**PASSAGE GIVEN:**
On Sun, Feb 26, 2017 at 07:48:16PM +0100, Lars Schneider wrote:

> +If the request cannot be fulfilled within a reasonable amount of time
> +then the filter can respond with a "delayed" status and a flush packet.
> +Git will perform the same request at a later point in time, again. The
> +filter can delay a response multiple times for a single request.
> +------------------------
> +packet:          git< status=delayed
> +packet:          git< 0000
> +------------------------
> +

So Git just asks for the same content again? I see two issues with that:

  1. Does git have to feed the blob content again? That can be expensive
     to access or to keep around in memory.

  2. What happens when the item isn't ready on the second request? I can
     think of a few options:

       a. The filter immediately says "nope, still delayed". But then
          Git ends up busy-looping with "is this one ready yet?"

       b. The filter blocks until the item is ready. But then if other
	  items _are_ ready, Git cannot work on processing them. We lose
	  parallelism.

       c. You could do a hybrid: block until _some_ item is ready, and
          then issue "delayed" responses for everything that isn't
	  ready. Then if you assume that Git is looping over and over
	  through the set of objects, it will either block or pick up
	  _something_ on each loop.

	  But it makes a quadratic number of requests in the worst case.
	  E.g., imagine you have N items and the last one is available
	  first, then the second-to-last, and so on. You'll ask N times,
	  then N-1, then N-2, and so on.

I think it would be much more efficient to do something like:

  [Git issues a request and gives it an opaque index id]
  git> command=smudge
  git> pathname=foo
  git> index=0
  git> 0000
  git> CONTENT
  git> 0000

  [The data isn't ready yet, so the filter tells us so...]
  git< status=delayed
  git< 0000

  [Git may make other requests, that are either served or delayed]
  git> command=smudge
  git> pathname=foo
  git> index=1
  git> 0000
  git< status=success
  git< 0000
  git< CONTENT
  git< 0000

  [Now Git has processed all of the items, and each one either has its
   final status, or has been marked as delayed. So we ask for a delayed
   item]
  git> command=wait
  git> 0000

  [Some time may pass if nothing is ready. But eventually we get...]
  git< status=success
  git< index=0
  git< 0000
  git< CONTENT
  git< 0000

From Git's side, the loop is something like:

  while (delayed_items > 0) {
	/* issue a wait, and get back the status/index pair */
	status = send_wait(&index);
	delayed_items--;

	/*
	 * use "index" to find the right item in our list of files;
	 * the format can be opaque to the filter, so we could index
	 * it however we like. But probably numeric indices in an array
	 * are the simplest.

**SUPPLIED RECORDS:**

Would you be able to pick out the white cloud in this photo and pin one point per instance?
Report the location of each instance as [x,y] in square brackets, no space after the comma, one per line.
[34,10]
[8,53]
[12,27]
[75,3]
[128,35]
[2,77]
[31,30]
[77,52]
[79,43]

**EXERCISES TO COMPLETE:**
(1) Answer these questions about the filter-protocol message, marking each answer with its letter:
(a) What status can the filter send, along with a flush packet, when a request cannot be fulfilled within a reasonable amount of time?
(b) Under option b, where the filter blocks until the item is ready, what is lost?
(c) In the proposed scheme, which command does Git send to ask for a delayed item?
(2) Turn all of the rows that follow the filter-protocol message into a numbered list, leaving out any blank lines.

**ANSWERS BELOW:**
(1)
(a) A "delayed" status.
(b) Parallelism.
(c) command=wait

(2)
1. Would you be able to pick out the white cloud in this photo and pin one point per instance?
2. Report the location of each instance as [x,y] in square brackets, no space after the comma, one per line.
3. [34,10]
4. [8,53]
5. [12,27]
6. [75,3]
7. [128,35]
8. [2,77]
9. [31,30]
10. [77,52]
11. [79,43]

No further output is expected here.